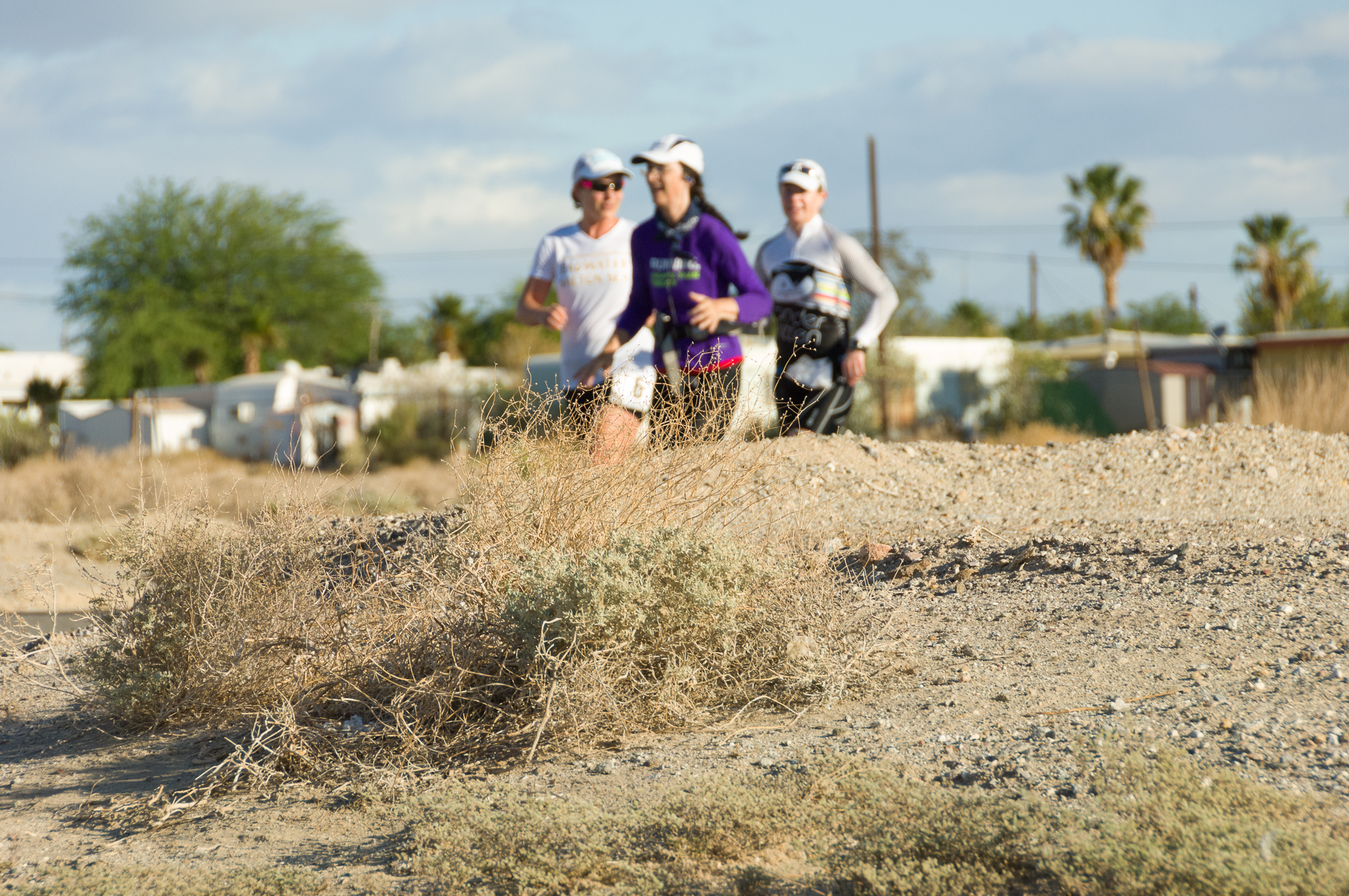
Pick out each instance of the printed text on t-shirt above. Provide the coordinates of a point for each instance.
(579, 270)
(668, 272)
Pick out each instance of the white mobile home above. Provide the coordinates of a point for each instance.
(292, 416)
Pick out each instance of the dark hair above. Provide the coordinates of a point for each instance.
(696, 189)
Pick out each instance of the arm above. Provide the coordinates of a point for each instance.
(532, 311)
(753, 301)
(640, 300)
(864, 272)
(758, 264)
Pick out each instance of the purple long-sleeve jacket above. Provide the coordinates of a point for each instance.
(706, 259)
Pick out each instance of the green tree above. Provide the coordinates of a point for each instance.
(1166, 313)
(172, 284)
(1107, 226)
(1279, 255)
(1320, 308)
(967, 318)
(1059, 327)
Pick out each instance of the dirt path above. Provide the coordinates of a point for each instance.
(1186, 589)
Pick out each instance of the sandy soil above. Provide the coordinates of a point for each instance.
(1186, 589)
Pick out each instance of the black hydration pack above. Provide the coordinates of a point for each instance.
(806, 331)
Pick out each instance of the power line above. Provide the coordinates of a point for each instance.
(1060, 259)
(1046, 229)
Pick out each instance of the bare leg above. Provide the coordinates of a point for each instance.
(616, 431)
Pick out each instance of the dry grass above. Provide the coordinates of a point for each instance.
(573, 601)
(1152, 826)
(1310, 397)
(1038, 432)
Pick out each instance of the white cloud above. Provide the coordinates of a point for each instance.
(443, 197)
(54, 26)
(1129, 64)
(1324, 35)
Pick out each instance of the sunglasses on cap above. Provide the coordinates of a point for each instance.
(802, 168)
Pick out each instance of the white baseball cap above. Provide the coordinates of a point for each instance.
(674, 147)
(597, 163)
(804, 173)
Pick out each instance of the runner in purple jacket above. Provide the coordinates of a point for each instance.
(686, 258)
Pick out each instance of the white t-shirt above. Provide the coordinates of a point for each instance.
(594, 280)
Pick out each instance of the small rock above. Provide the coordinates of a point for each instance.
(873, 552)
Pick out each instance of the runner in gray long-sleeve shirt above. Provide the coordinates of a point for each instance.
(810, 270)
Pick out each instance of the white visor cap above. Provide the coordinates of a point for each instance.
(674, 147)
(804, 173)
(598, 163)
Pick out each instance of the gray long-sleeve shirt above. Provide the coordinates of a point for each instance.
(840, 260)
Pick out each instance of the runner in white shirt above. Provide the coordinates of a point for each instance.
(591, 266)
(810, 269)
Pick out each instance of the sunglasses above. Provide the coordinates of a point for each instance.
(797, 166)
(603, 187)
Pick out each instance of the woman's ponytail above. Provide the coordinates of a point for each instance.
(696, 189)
==
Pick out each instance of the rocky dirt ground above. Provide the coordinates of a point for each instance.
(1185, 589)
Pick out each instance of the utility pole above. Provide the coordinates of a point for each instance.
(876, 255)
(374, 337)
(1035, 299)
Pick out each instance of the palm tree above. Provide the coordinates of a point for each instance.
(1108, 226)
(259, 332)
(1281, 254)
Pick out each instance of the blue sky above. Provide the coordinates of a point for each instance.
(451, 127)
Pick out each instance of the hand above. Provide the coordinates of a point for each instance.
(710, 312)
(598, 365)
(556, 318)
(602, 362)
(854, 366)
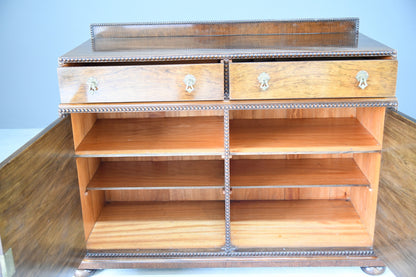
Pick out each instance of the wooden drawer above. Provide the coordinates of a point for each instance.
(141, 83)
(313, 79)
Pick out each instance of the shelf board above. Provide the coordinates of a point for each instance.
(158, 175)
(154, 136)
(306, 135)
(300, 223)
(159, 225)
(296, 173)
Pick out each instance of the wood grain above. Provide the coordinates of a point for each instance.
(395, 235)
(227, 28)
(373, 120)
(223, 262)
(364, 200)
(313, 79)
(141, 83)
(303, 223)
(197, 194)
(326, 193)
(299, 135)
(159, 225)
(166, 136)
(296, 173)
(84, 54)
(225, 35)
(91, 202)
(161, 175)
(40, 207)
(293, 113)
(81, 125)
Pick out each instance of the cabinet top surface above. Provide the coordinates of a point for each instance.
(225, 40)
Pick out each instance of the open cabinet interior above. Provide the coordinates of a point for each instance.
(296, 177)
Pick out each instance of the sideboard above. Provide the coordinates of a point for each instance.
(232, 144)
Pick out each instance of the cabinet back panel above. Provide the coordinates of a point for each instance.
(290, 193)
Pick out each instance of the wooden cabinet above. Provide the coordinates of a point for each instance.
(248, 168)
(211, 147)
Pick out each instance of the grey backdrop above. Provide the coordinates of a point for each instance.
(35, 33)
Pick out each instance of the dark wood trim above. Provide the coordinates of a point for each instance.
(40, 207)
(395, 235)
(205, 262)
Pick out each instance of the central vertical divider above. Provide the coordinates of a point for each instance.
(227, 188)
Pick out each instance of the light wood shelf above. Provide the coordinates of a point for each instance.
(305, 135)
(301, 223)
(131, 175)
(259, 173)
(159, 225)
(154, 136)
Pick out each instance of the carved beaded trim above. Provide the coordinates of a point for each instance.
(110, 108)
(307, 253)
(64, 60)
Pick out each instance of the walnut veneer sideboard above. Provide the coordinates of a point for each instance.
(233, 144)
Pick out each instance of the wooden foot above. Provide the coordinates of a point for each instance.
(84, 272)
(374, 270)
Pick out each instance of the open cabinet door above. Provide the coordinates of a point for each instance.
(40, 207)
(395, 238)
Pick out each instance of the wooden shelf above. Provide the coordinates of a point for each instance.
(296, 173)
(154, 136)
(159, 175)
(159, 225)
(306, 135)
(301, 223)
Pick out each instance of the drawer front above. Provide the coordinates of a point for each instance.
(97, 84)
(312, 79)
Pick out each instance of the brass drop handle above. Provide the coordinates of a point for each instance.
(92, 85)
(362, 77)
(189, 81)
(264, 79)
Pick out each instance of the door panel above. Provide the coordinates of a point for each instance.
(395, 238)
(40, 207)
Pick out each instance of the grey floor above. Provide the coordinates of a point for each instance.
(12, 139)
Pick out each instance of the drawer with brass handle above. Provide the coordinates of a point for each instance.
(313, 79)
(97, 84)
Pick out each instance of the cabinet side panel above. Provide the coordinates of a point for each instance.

# Directions for this task
Reproduce exactly the lines above from the line with "Pick out each instance of the drawer with" to the line with "Pick out each instance of the cabinet side", including both, and add nothing.

# Task result
Pick out each instance of the drawer with brass handle above. Provide the coordinates of a point for each instance.
(313, 79)
(97, 84)
Pick out each instance of the cabinet side panel above. Provide the coordinates of a point for each instance.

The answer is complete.